• [Required tasks]:
[A] In the puzzle-making text, what size did the maker cut the cardboard to?
[B] Pick up the puzzle-making text at the point where it stops and write the next steps.

This beautiful puzzle is fall inspired, and it's kinda tricky to put together. But it's not impossible, which is the level of difficulty I like for my puzzles. Not impossible. 




Supplies:

Cardboard

Ruler

Exacto Knife

Paint

Template (not required)



The first thing I did was measure out my puzzle. My original template was 5"x7", but I wanted it to be a bit bigger so I cut my cardboard to be 7.5"x10.5". After that, I drew a line down the center (at 3.75"), and then drew a 1.5" grid. The grid isn't necessary but it helps me line up the ruler to make drawing easier. All of this can be skipped if you decide to use the template.


After I drew all of my lines and had the look I was going for I label my pieces by the colors I wanted to paint them (DT for dark teal, etc.) and used my Exacto to cut it out.

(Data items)
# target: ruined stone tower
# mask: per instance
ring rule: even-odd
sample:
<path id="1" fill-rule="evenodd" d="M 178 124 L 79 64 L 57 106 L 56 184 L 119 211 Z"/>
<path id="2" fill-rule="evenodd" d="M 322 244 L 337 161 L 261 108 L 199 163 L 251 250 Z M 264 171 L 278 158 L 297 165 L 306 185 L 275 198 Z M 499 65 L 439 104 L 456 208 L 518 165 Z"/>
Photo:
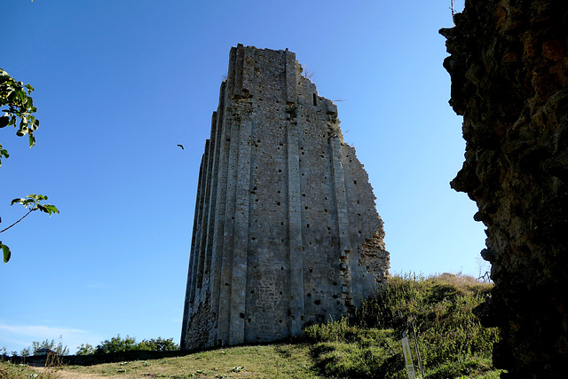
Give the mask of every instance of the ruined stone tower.
<path id="1" fill-rule="evenodd" d="M 339 318 L 385 279 L 373 189 L 296 54 L 238 45 L 200 169 L 182 349 Z"/>

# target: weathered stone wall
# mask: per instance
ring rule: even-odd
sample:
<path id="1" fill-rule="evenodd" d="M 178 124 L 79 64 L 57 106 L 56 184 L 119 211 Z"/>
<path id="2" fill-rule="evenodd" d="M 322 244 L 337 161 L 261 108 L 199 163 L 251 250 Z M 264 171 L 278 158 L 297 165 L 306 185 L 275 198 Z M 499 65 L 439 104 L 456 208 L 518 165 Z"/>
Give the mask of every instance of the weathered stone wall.
<path id="1" fill-rule="evenodd" d="M 288 51 L 231 50 L 200 170 L 183 349 L 337 319 L 388 273 L 367 172 Z"/>
<path id="2" fill-rule="evenodd" d="M 466 1 L 442 29 L 465 162 L 495 287 L 477 312 L 499 327 L 502 377 L 565 378 L 568 362 L 568 2 Z"/>

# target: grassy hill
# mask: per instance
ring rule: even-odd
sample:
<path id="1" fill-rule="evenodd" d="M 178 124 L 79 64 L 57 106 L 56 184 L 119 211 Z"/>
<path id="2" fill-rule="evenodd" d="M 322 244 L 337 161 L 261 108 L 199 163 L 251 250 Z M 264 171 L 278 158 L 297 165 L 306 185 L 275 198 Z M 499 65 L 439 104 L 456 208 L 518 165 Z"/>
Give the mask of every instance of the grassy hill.
<path id="1" fill-rule="evenodd" d="M 106 354 L 106 361 L 117 361 L 90 366 L 37 369 L 3 363 L 0 378 L 403 379 L 407 376 L 399 340 L 413 319 L 428 378 L 498 378 L 501 371 L 491 363 L 497 330 L 482 328 L 471 312 L 491 288 L 463 275 L 394 276 L 349 318 L 312 325 L 291 342 L 191 354 Z"/>

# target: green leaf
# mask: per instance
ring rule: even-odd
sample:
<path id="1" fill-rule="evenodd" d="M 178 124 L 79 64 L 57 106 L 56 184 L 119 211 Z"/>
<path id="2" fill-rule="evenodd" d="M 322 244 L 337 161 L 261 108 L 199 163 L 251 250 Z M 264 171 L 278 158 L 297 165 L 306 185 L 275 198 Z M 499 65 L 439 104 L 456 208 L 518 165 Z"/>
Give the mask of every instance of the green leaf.
<path id="1" fill-rule="evenodd" d="M 51 204 L 47 204 L 45 206 L 45 209 L 47 209 L 47 213 L 50 214 L 50 216 L 51 216 L 52 213 L 57 213 L 58 215 L 59 214 L 59 209 L 58 209 L 55 205 L 51 205 Z"/>
<path id="2" fill-rule="evenodd" d="M 12 202 L 10 203 L 10 205 L 14 205 L 16 202 L 20 202 L 20 204 L 23 204 L 25 201 L 26 201 L 26 199 L 22 199 L 22 198 L 13 199 L 12 201 Z"/>
<path id="3" fill-rule="evenodd" d="M 0 128 L 4 128 L 4 126 L 7 126 L 9 122 L 10 122 L 10 117 L 5 115 L 3 115 L 2 117 L 0 117 Z"/>
<path id="4" fill-rule="evenodd" d="M 4 263 L 6 264 L 10 260 L 10 257 L 12 257 L 10 248 L 3 244 L 2 242 L 0 242 L 0 247 L 2 248 L 2 252 L 4 253 Z"/>

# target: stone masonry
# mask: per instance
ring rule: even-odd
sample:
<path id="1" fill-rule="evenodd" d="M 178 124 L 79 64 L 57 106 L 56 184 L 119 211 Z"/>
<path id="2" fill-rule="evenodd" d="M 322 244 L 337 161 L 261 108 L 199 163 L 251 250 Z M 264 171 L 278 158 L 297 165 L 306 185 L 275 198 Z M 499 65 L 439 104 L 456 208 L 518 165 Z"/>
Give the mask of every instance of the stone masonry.
<path id="1" fill-rule="evenodd" d="M 388 275 L 375 199 L 296 54 L 232 48 L 200 169 L 181 348 L 275 341 L 358 306 Z"/>

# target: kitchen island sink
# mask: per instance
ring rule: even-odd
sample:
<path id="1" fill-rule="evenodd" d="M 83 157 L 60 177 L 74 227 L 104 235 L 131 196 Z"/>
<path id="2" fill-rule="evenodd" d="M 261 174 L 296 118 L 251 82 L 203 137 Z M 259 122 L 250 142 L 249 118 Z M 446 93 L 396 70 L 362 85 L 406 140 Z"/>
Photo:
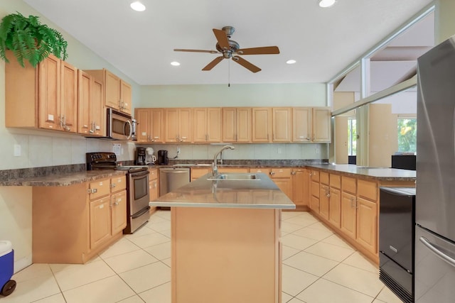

• [Answers in order]:
[A] 7.5" x 10.5"

[B]
Next step was paint! I made my browns by mixing orange, a bit of green, and a bit of red. The teals were made with blue, green, and a bit of red to tone it down. It can take a lot of mixing to get the color just right, and if that sounds daunting you can always go to a craft store and buy the exact colors you need!


Let your pieces dry and you have a puzzle!



I am kind of in love with the texture using corrugated cardboard gives these puzzles. If you prefer a sleeker look try using foam core board.